■ **EXERCISE PROMPT**
After reading the lines below, count those that contain "track" and give the count alone.

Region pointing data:
■ ■ ■ ■

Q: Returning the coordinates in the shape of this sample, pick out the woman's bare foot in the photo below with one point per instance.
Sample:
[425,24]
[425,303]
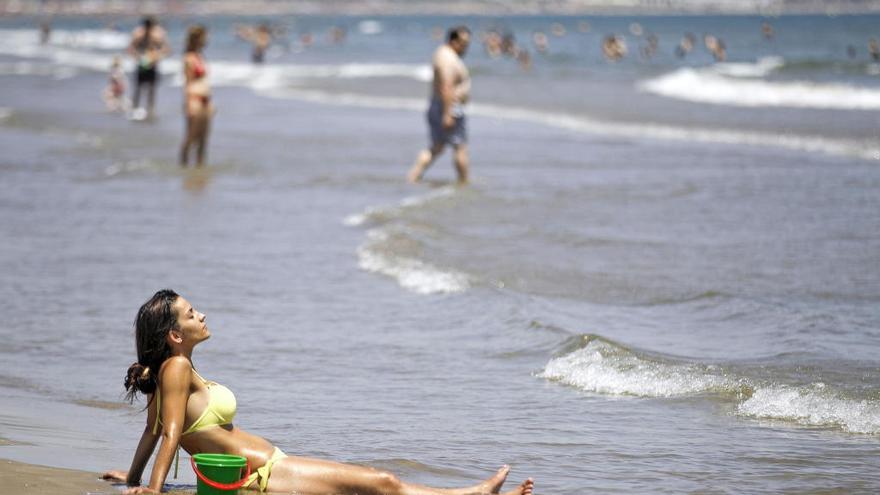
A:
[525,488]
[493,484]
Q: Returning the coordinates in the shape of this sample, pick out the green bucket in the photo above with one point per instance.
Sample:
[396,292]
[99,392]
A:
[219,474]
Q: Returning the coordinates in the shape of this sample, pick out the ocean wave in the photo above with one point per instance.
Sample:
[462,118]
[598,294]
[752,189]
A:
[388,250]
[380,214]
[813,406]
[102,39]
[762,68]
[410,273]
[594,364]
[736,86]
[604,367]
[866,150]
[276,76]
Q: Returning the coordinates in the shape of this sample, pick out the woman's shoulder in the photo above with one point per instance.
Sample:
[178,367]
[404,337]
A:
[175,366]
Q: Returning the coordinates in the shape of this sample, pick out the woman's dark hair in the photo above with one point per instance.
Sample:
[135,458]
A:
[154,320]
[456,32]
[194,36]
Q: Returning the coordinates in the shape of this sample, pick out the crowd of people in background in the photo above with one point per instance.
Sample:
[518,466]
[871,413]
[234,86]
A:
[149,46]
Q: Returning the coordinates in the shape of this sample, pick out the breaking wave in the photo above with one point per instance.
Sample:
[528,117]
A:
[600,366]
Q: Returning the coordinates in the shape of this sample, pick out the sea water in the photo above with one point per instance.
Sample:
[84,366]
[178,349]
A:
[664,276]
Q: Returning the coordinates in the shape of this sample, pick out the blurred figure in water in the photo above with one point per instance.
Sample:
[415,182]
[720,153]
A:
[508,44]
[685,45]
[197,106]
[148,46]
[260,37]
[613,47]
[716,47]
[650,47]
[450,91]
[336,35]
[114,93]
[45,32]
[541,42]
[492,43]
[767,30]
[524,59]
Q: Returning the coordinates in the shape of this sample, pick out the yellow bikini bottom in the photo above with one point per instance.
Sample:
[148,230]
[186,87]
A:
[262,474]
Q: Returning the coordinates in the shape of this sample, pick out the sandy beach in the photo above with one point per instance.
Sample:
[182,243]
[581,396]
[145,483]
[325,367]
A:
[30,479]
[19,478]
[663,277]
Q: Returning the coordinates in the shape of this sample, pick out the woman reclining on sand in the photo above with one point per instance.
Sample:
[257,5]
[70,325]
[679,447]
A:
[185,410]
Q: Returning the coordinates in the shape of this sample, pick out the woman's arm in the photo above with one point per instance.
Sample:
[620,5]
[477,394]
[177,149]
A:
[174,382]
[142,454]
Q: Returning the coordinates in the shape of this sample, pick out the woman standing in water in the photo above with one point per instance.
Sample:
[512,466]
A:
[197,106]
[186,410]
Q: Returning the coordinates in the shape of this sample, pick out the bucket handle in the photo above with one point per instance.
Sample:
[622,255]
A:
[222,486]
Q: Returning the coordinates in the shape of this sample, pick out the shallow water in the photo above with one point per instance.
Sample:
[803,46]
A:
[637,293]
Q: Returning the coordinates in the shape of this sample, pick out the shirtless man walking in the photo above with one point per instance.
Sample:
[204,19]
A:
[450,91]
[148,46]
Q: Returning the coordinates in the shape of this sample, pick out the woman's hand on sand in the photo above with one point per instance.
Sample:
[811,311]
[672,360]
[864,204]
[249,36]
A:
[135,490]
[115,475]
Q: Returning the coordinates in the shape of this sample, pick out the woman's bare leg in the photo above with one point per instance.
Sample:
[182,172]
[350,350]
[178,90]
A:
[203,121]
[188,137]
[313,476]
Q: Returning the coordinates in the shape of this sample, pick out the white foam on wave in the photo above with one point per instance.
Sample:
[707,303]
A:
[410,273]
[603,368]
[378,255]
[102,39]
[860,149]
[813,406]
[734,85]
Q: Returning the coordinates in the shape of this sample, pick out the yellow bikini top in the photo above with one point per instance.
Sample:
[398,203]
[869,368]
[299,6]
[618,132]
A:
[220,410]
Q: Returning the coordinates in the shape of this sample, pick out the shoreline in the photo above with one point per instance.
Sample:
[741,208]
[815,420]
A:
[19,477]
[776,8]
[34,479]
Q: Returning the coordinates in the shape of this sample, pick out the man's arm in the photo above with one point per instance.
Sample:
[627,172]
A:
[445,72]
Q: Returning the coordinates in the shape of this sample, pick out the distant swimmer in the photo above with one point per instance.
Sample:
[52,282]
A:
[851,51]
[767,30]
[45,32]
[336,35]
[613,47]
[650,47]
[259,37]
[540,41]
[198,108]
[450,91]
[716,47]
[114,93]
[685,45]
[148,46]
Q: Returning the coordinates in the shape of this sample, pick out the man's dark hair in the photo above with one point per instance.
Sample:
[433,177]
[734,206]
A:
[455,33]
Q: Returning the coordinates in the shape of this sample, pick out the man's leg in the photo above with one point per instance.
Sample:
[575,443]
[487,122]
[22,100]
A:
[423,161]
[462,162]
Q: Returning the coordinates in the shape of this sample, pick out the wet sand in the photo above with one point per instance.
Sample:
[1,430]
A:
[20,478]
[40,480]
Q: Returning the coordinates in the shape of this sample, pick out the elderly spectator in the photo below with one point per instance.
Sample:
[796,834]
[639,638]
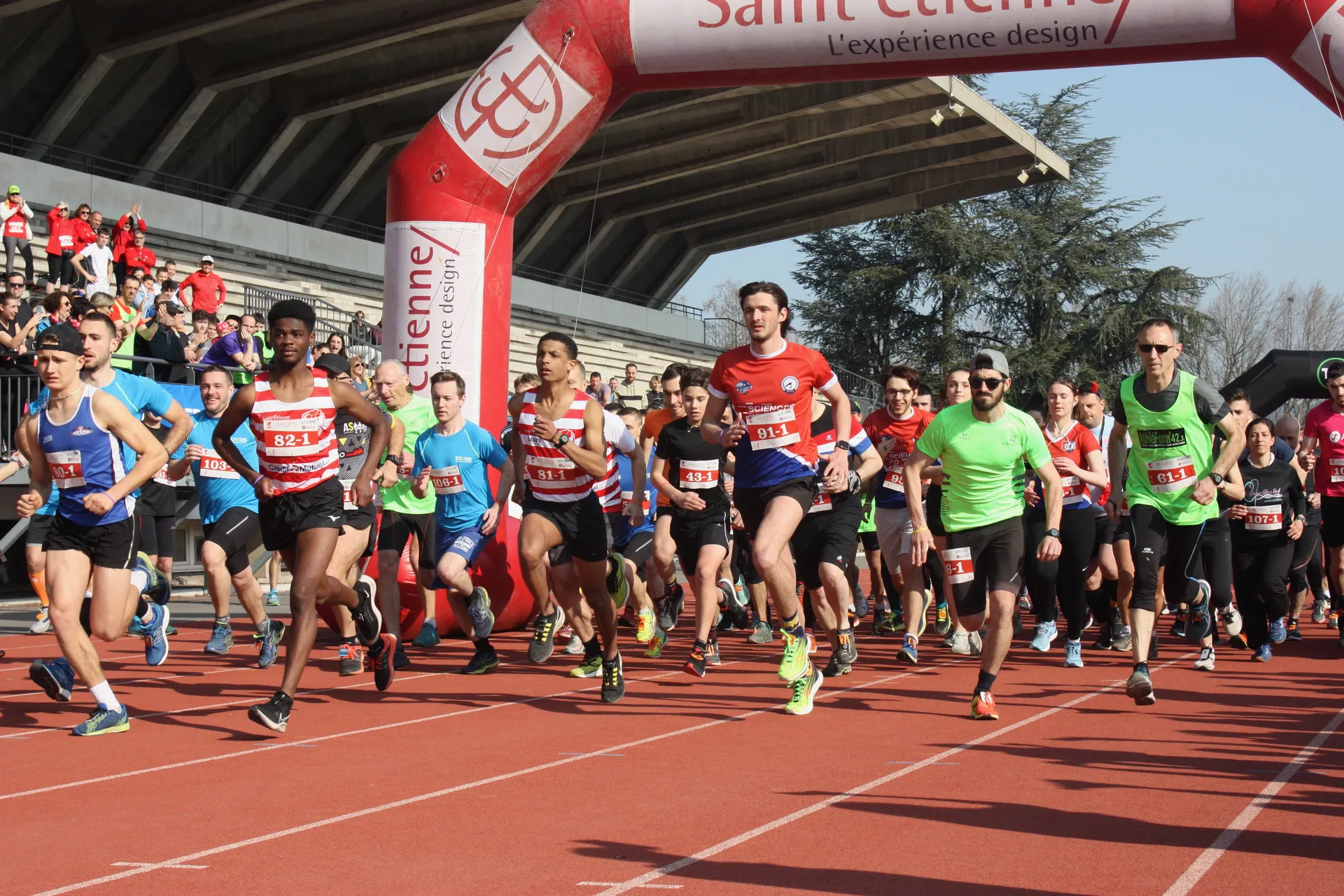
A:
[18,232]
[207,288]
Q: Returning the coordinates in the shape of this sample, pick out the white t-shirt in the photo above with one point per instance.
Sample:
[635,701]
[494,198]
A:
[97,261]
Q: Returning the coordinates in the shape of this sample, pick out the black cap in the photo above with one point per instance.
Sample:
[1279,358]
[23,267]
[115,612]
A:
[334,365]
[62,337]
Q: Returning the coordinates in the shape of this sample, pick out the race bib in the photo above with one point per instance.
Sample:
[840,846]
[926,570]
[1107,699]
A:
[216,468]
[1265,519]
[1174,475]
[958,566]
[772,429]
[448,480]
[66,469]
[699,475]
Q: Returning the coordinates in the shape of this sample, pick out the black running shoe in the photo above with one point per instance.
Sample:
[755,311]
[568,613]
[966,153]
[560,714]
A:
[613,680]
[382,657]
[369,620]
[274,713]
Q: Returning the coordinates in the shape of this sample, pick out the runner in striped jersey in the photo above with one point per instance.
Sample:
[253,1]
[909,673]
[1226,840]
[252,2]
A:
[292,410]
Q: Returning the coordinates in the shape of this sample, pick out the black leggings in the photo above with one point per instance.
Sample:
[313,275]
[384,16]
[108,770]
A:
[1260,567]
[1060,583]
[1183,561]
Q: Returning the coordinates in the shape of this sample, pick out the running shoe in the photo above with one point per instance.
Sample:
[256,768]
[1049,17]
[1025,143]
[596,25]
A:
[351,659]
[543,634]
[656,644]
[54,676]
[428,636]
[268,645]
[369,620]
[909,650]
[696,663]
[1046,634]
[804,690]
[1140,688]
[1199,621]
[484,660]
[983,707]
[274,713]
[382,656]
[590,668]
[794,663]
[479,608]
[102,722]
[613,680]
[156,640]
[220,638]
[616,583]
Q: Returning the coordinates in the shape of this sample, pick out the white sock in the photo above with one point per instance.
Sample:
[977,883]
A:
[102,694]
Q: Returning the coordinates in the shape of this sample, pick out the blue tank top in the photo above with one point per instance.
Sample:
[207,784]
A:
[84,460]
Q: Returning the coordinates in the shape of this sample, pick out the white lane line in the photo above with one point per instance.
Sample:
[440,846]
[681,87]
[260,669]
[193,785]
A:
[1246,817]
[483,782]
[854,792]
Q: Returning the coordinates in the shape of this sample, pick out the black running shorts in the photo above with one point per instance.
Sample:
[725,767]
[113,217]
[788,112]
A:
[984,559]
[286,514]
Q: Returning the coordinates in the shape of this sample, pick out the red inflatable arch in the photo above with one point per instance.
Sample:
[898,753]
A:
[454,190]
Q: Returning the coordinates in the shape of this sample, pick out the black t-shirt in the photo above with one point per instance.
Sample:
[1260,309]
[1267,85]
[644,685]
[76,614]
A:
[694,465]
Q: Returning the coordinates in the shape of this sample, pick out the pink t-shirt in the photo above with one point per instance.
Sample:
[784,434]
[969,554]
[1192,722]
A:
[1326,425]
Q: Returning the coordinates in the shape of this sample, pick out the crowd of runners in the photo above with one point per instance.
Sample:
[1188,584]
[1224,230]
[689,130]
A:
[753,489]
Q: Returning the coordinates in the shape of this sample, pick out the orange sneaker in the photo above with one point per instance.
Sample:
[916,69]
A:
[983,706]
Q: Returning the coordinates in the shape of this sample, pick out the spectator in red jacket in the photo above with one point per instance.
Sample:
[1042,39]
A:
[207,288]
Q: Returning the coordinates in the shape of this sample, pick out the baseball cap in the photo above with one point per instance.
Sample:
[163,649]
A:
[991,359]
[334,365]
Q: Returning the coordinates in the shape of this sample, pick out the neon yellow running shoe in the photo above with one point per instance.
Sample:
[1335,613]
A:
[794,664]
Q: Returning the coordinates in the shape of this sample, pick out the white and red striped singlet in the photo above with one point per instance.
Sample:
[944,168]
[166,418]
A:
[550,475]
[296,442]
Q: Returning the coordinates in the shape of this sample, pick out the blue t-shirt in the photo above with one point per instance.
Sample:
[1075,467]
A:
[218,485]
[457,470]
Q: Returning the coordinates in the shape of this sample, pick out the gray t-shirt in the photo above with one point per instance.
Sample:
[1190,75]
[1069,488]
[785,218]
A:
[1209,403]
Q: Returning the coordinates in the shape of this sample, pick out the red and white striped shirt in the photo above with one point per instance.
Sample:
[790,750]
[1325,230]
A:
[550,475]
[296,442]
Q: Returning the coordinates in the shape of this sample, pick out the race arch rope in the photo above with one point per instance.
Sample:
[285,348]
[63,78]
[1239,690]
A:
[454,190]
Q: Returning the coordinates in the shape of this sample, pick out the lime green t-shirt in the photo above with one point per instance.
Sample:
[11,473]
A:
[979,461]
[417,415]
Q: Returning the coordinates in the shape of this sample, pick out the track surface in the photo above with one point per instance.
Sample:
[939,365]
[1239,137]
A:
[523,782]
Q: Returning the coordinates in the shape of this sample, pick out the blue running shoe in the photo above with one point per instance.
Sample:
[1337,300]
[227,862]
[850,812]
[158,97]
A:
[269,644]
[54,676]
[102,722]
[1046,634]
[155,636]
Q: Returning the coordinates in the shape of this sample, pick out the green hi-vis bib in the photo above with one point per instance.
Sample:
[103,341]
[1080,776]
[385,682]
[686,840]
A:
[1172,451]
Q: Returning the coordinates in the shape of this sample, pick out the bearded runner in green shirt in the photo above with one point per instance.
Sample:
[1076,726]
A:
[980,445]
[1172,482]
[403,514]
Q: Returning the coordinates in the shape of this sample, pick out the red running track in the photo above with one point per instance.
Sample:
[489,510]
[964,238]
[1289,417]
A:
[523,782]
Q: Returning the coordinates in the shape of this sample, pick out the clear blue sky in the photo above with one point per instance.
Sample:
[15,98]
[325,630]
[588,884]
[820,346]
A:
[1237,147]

■ ■ ■ ■

■ **RESULT OF THE TASK**
2